> **Extracted text**
Josh Berkus <josh@agliodbs.com> writes:
> yeah, you're right .. that would give us a short list of conversions 
> which don't require a rewrite.    However, as Tom points out, that 
> doesn't mean that they might not need a reindex (as well as OID, there's 
> also XML).

Um.  I had actually forgotten about the reindexing point, but yup that
is a stumbling block to any "no work" conversions.  It might be best to
only handle cases where the column's base type is not changing, so that
we don't have any index semantics changes happening.  I think we could
still handle the varchar->text case (since they share index opclasses)
but that could be a hardwired special case.
        regards, tom lane


Josh Berkus <josh@agliodbs.com> writes:
>> Yeah, this has been discussed before; I think it's even in the TODO
>> list.

> I couldn't find it.  At least, not under data types, and also not with 
> the keyword "typemod".  Anyone see it?

It's the last item under ALTER:

* Don't require table rewrite on ALTER TABLE ... ALTER COLUMN TYPE, when the old and new data types are binary
compatiblehttp://archives.postgresql.org/message-id/200903040137.n241bAUV035002@wwwmaster.postgresql.orghttp://archives.postgresql.org/pgsql-patches/2006-10/msg00154.php
        regards, tom lane


Re: Suggested TODO: allow ALTERing of typemods without heap/index rebuild

From
Dimitri Fontaine
Date:
Hi,

Josh Berkus <josh@agliodbs.com> writes:
>> The stumbling block has been to identify a reasonably clean way
>> of determining which datatype changes don't require a scan.
>
> Yep.  One possibility I'm thinking is supplying a function for each type
> which takes two typemods (old and new) and returns a value (none, check,
> rebuild) which defines what we need to do: nothing, check but not rebuild,
> or rebuild.  Default would be rebuild.  Then the logic is simple for each
> data type.

> **Data section**
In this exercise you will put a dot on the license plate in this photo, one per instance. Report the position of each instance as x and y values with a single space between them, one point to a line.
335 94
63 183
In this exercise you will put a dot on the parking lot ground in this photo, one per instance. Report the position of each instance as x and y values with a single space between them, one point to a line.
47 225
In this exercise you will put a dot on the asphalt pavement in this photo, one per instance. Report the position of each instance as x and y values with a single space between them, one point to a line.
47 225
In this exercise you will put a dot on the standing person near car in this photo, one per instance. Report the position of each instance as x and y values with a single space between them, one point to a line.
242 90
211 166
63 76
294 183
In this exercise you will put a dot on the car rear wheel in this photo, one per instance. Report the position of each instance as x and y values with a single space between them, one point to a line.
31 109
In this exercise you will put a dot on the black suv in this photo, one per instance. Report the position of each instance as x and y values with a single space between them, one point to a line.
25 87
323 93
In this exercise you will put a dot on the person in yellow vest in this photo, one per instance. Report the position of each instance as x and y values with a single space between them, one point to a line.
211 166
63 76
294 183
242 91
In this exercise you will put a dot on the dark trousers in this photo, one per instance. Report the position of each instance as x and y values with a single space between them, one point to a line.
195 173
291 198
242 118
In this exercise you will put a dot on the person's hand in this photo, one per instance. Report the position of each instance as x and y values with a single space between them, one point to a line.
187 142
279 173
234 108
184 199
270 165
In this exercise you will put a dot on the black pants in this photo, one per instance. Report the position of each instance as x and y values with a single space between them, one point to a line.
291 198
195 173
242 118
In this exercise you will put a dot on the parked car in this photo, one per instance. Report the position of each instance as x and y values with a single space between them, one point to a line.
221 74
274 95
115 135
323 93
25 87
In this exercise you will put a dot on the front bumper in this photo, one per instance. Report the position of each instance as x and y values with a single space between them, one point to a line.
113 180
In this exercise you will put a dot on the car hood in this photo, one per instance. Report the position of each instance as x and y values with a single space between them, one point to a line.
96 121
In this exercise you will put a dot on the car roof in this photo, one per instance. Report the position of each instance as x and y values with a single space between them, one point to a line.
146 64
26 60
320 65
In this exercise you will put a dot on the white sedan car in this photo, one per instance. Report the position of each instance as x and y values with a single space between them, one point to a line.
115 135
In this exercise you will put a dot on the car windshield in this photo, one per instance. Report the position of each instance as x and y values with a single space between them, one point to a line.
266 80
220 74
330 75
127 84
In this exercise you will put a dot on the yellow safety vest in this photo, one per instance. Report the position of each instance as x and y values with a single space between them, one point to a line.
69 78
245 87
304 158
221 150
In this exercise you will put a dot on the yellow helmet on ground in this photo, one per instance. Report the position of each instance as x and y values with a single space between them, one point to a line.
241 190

> **Task to complete**
Return the stretch of the mailing-list thread from "but that could" through "Anyone see it?". Work only from the mailing-list thread, not from the entries.

> **Exercise result**
but that could be a hardwired special case.
        regards, tom lane


Josh Berkus <josh@agliodbs.com> writes:
>> Yeah, this has been discussed before; I think it's even in the TODO
>> list.

> I couldn't find it.  At least, not under data types, and also not with 
> the keyword "typemod".  Anyone see it?